English v. Sahlender

Citation47 S.W.2d 150
Decision Date08 March 1932
Docket NumberNo. 21890.,21890.
CourtCourt of Appeal of Missouri (US)
PartiesENGLISH v. SAHLENDER.

Appeal from St. Louis Circuit Court; Erwin G. Ossing, Judge.

"Not to be officially published."

Action by Mary English against Dr. Otto Sahlender. From a judgment in favor of plaintiff, defendant appeals.

Affirmed.

Allen, Moser & Marsalek, of St. Louis, for appellant.

John J. Nangle, George Gantner, and J. F. Sloan, all of St. Louis, for respondent.

BENNICK, C.

This is an action for damages for personal injuries, the extent of which is not in issue. Tried to a jury, a verdict was returned in favor of plaintiff, and against defendant, in the sum of $3,500; and from the judgment rendered, defendant has duly appealed.

Stored items:

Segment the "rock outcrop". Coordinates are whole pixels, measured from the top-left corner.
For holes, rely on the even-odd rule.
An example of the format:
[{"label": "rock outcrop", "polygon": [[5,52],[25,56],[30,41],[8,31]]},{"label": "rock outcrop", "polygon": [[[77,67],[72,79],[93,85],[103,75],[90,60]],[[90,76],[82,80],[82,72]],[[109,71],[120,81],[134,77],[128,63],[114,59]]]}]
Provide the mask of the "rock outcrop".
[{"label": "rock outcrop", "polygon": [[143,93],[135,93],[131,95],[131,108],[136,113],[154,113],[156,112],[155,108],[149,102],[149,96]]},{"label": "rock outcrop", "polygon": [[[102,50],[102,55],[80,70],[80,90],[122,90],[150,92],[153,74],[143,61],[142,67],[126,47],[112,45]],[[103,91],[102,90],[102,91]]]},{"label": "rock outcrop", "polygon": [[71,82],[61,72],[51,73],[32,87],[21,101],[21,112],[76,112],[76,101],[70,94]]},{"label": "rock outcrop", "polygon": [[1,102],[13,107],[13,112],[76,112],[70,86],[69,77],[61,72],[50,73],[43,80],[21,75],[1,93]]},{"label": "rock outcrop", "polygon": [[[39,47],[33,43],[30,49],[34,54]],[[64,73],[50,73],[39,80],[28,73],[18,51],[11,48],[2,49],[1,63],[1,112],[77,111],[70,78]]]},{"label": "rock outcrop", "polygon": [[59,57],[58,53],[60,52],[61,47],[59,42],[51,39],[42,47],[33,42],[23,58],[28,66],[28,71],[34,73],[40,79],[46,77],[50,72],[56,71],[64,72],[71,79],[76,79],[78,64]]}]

## Exercise set
1) Transcribe the stretch of the English v. Sahlender opinion from "Action by Mary" through "has duly appealed.".
2) Go on with the English v. Sahlender court opinion, starting after its last sentence.

## Set of answers
1)
Action by Mary English against Dr. Otto Sahlender. From a judgment in favor of plaintiff, defendant appeals.

Affirmed.

Allen, Moser & Marsalek, of St. Louis, for appellant.

John J. Nangle, George Gantner, and J. F. Sloan, all of St. Louis, for respondent.

BENNICK, C.

This is an action for damages for personal injuries, the extent of which is not in issue. Tried to a jury, a verdict was returned in favor of plaintiff, and against defendant, in the sum of $3,500; and from the judgment rendered, defendant has duly appealed.

2)
The defendant is Dr. Otto Sahlender, a practicing physician, with his office at 4906 Washington avenue, in the city of St. Louis. The plaintiff is Mary English, a widow, who was about sixty-three years of age at the time her injuries were received. Prior to the accident, she resided with her niece and was employed as a seamstress in a laundry, but since the fall of 1930 she has made her home with the Little Sisters of the Poor, on South Grand boulevard, in St. Louis.

The accident occurred on July 3, 1929, on the steps leading to the basement in the building in which defendant maintained his office. The building, which was located upon the south side of the street, had originally been erected as a residence; but defendant, upon acquiring it some years previously, had made certain changes in it so as to convert it into a combination office and residence. His living quarters were upon the upper floors, while on the first floor he had his reception hall, waiting room, private office, and operating room.

Plaintiff, who was suffering from heart and kidney trouble, had been a patient of defendant for about three years, and over that period of time had made from twenty-two to twenty-five calls at his office for treatment. She testified that the trouble with her kidneys made it necessary for her to visit the toilet quite frequently, and that in her several trips to defendant's office she had used his toilet about ten times.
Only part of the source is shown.